YOUR TASKS =
- A) Answer these from the passage on the thylacine, marking each answer (i), (ii) or (iii) to match:
(i) In what decade was the last recorded thylacine specimen observed?
(ii) What two other names might the thylacine be called?
(iii) What color range do existing specimens suggest for the thylacine?
- B) Carry on the passage on the thylacine from the point where it ends.

SUPPLIED PASSAGE =
The thylacine was a carnivorous marsupial which endured until modern times in parts of Tasmania. As of the 1980s, the thylacine is presumed to be extinct, because the last recorded specimen was observed in the 1930s. These interesting animals are often cited as an example of convergent evolution, and numerous mounted specimens can be seen on display in museums in both Europe and the Australian region. Many of these museums also have collections of skeletons and other pieces of thylacine specimens.
Like other marsupials, the thylacine would not have generated a placenta to support embryos in the body as they developed. As a result, thylacines were born prematurely and forced to climb into pouches on the mother's body to finish developing. Given that the thylacine was a carnivore, this may have been a bit inconvenient for the mother as her young grew.
You may hear the thylacine called the “Tasmanian Tiger” or “Tasmanian Wolf.” Physically, these animals strongly resembled dogs, with skeletons which are so similar to that of the modern dog that it can sometimes be hard to distinguish the difference. They were marked with distinctive black stripes, probably designed to help camouflage the animals at they hunted, just like the stripes of the tiger.
Existing specimens suggest that the thylacine was yellowish-gray to sandy brown in color. These animals died out in Australia thousands of years ago, probably in response to pressure from animals like dingos, along with human hunters. Aboriginal artwork from the period suggests that the thylacine was treated as a food source by many people. In the more sheltered environment of Tasmania, the thylacine endured into the 20th century, when European settlers killed the animals off out of fear about livestock predation.

DATA EXTRACTS =
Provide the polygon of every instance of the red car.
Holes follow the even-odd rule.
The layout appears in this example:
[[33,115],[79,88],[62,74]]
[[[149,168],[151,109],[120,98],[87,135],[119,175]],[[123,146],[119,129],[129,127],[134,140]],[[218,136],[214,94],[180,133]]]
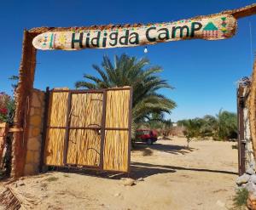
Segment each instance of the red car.
[[146,142],[148,145],[153,145],[154,142],[157,141],[157,132],[150,129],[137,129],[136,141]]

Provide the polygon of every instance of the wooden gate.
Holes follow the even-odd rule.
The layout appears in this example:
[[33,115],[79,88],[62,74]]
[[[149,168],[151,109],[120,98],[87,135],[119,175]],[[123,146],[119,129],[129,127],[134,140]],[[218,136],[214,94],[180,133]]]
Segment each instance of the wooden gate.
[[131,88],[46,93],[43,164],[129,172]]

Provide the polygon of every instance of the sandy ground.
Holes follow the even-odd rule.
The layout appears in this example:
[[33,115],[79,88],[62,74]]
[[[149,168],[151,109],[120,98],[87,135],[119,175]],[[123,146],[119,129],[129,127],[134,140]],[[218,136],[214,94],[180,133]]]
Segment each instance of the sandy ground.
[[11,187],[33,209],[229,209],[237,177],[235,143],[185,145],[178,138],[137,145],[131,177],[139,181],[133,186],[124,186],[119,175],[53,172]]

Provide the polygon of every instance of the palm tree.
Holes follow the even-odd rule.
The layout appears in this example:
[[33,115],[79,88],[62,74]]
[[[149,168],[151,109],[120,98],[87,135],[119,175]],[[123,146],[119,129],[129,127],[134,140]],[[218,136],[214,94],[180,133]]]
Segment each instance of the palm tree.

PER-TASK ANSWERS =
- A)
(i) The 1930s.
(ii) The "Tasmanian Tiger" and the "Tasmanian Wolf."
(iii) Yellowish-gray to sandy brown.

- B)
The evolution of the thylacine is sometimes called “convergent” because the animals adapted to fill a niche which was filled by dogs and wolves in other parts of the world. This extinct marsupial found a gap to fill and it filled it, becoming a top-level predator which fed on a variety of other marsupials. The last known living thylacine was “Benjamin,” a single individual who died in captivity in the 1930s.
There has been some talk of trying to clone the thylacine, using genetic material preserved in museum specimens. This talk is unlikely to ever develop into a cloning program, for a variety of reasons, not least of which is the fact that humans are struggling to save endangered species with living individuals, and such a program would detract from these efforts.